RECORDS SHOWN:
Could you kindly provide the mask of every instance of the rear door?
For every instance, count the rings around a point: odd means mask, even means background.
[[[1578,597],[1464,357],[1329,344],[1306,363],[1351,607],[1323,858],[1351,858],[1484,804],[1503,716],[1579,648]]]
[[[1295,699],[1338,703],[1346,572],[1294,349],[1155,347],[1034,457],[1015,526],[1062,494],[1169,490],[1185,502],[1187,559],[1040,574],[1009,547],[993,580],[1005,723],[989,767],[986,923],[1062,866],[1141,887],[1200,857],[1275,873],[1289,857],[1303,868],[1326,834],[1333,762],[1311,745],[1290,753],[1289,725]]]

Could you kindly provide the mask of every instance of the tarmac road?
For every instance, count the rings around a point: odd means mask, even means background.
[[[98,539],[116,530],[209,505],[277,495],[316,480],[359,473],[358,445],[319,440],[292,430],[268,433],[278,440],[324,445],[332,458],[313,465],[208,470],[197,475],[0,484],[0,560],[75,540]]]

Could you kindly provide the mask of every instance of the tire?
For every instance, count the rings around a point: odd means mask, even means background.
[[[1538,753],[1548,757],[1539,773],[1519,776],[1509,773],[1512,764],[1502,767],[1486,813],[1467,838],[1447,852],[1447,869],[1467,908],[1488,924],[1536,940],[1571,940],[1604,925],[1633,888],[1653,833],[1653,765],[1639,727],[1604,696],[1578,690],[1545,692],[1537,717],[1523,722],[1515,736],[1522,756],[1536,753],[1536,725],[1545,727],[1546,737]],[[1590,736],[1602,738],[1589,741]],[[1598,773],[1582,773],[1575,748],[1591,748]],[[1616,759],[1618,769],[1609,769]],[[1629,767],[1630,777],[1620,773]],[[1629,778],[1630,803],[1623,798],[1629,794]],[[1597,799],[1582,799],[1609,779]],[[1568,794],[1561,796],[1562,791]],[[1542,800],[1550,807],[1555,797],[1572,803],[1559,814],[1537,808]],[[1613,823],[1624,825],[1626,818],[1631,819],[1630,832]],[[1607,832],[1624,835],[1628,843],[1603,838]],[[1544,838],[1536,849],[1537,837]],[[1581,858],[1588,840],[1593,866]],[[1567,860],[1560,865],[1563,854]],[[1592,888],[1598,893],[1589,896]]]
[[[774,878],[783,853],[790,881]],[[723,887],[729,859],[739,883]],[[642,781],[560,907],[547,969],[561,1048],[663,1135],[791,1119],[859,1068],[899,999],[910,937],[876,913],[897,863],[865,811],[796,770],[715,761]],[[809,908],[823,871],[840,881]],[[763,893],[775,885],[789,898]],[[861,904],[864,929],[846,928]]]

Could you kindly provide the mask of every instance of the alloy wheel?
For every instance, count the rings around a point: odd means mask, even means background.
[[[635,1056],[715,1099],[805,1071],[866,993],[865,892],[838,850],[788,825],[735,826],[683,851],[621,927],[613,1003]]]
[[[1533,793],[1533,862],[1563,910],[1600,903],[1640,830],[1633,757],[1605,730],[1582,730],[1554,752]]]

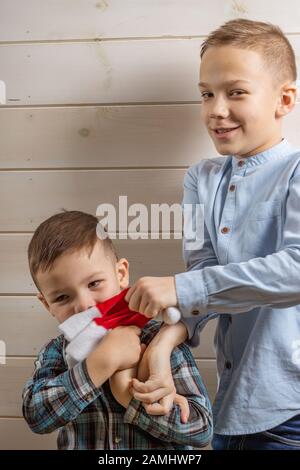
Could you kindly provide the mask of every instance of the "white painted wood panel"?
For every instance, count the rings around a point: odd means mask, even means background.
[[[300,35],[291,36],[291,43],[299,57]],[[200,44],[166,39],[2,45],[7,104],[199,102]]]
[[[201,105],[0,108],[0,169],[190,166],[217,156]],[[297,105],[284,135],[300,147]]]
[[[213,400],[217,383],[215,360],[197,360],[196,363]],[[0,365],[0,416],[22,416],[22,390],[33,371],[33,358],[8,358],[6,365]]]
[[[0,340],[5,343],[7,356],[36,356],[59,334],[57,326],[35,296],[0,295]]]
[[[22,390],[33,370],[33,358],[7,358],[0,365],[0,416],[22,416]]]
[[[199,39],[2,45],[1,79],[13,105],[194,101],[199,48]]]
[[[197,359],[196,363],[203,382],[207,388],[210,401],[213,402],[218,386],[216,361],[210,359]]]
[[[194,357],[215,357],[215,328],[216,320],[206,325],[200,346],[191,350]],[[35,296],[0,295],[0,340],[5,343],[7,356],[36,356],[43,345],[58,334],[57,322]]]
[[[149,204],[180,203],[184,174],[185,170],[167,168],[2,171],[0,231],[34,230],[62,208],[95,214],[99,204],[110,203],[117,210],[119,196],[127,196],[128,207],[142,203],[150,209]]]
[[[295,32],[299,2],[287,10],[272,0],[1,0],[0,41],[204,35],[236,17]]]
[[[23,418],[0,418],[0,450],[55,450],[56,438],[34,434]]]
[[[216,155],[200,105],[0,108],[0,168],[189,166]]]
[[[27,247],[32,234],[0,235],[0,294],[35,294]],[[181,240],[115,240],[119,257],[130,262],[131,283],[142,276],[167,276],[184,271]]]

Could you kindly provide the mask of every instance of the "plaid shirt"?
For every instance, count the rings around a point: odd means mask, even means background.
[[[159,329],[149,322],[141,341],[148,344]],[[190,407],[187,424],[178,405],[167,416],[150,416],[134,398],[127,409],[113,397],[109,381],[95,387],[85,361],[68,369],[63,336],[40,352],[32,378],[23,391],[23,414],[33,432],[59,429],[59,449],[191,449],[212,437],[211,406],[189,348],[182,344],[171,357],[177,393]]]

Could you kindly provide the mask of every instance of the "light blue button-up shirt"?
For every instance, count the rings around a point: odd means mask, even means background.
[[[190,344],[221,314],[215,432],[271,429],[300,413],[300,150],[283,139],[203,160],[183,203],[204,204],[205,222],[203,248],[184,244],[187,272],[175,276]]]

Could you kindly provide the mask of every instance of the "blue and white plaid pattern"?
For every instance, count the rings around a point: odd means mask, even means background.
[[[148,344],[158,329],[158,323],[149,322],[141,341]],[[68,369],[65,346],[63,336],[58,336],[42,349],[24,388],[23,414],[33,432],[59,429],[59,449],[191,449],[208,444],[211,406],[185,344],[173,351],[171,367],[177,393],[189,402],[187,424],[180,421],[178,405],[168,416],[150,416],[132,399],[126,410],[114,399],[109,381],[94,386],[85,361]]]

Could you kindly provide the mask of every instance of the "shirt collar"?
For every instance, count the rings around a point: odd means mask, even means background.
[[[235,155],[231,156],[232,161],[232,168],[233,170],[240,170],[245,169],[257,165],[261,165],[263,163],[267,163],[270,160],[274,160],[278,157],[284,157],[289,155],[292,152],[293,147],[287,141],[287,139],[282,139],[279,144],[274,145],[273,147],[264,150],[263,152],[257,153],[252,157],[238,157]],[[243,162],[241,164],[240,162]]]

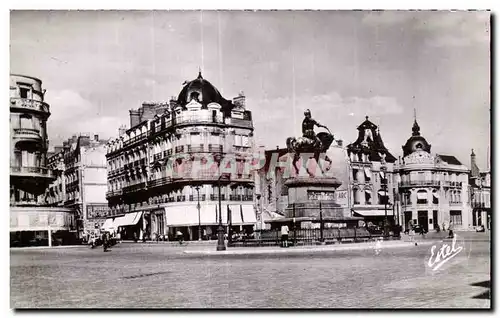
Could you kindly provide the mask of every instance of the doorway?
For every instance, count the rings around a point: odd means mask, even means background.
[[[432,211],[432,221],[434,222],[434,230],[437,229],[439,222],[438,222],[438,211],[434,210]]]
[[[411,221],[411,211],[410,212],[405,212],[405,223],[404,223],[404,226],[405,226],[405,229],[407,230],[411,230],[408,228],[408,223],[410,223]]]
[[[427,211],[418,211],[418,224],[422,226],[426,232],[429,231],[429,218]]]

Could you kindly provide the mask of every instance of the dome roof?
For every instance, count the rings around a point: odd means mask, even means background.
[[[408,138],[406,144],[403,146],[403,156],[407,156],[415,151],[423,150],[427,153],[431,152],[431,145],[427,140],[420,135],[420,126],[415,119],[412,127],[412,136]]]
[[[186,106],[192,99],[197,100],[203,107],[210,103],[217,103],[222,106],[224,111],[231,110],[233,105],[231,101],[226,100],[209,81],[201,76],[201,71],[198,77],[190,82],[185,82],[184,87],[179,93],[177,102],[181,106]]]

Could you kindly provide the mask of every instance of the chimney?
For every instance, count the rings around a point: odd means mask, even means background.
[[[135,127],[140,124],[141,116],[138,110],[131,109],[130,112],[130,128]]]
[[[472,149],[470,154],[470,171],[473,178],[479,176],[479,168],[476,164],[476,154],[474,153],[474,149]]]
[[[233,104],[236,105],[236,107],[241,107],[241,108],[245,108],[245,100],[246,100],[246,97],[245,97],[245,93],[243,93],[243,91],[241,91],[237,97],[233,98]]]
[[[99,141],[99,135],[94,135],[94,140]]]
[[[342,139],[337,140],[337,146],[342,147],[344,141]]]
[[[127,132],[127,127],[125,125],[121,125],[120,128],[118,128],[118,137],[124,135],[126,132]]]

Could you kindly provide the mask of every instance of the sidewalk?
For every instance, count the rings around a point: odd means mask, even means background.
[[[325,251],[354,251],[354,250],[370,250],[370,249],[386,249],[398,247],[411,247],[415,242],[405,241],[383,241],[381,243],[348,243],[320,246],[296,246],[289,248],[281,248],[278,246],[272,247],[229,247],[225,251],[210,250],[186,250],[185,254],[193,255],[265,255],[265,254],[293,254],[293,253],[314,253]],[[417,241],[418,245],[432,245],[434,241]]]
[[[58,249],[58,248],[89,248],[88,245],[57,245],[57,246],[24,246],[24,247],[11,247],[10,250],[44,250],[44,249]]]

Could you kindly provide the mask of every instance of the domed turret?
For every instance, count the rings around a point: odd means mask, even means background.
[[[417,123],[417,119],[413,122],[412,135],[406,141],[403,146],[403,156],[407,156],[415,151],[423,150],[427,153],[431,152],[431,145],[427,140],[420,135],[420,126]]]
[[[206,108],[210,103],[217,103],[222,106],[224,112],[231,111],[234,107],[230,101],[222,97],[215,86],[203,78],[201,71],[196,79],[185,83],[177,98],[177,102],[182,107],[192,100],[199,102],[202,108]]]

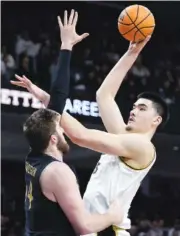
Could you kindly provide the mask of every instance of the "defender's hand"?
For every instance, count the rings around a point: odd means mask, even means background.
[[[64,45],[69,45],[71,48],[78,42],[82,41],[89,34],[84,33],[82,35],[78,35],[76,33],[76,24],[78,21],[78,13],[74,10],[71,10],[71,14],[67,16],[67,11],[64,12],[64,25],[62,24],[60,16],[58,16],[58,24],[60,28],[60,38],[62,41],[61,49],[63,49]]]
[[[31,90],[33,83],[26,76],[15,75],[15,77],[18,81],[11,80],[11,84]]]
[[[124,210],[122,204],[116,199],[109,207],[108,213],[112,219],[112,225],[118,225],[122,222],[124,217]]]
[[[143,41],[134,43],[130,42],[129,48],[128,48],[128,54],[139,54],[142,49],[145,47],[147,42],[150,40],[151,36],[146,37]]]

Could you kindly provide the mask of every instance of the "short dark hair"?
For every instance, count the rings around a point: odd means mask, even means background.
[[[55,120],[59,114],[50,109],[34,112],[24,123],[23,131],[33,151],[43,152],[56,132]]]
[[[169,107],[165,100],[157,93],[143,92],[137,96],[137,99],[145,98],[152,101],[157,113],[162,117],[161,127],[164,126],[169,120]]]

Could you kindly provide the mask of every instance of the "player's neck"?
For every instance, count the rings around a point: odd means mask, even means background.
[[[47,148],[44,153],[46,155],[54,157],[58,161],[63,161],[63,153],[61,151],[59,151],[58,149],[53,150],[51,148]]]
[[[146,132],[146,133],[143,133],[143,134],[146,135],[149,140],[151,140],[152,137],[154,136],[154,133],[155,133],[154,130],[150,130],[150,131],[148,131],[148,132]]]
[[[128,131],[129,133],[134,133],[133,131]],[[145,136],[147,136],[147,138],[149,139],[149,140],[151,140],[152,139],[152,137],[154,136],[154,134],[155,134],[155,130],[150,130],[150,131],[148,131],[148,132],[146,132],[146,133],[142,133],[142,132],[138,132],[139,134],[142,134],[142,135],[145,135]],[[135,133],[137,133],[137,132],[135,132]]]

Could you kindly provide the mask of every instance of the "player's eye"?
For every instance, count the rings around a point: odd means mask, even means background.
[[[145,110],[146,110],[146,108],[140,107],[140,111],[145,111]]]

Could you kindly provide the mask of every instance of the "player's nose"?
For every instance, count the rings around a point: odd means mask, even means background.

EXERCISE: Each line from the first line of the entries up to and including the line containing "of the tire?" should be transcribed exactly, with all other lines left out.

EXPECTED ANSWER:
Could you kindly provide the mask of every instance of the rear door?
For every instance, count the rings around a point: odd means mask, even means background.
[[[1578,597],[1464,357],[1329,344],[1306,363],[1351,607],[1323,858],[1351,858],[1484,804],[1503,716],[1579,648]]]
[[[1295,699],[1338,703],[1346,572],[1294,349],[1155,347],[1034,457],[1015,526],[1062,494],[1169,490],[1185,502],[1187,559],[1040,574],[1009,547],[993,580],[1005,723],[989,767],[986,923],[1062,866],[1141,887],[1200,857],[1275,873],[1289,857],[1303,868],[1326,834],[1333,762],[1311,745],[1290,753],[1289,725]]]

Could you kindly provide the mask of every instance of the tarmac road?
For every instance, count the rings around a point: odd means mask, even means background.
[[[98,539],[116,530],[209,505],[277,495],[316,480],[359,473],[358,445],[319,440],[292,430],[268,433],[278,440],[324,445],[332,458],[313,465],[208,470],[197,475],[0,484],[0,560],[75,540]]]

Could you kindly provide the mask of every instance of the tire?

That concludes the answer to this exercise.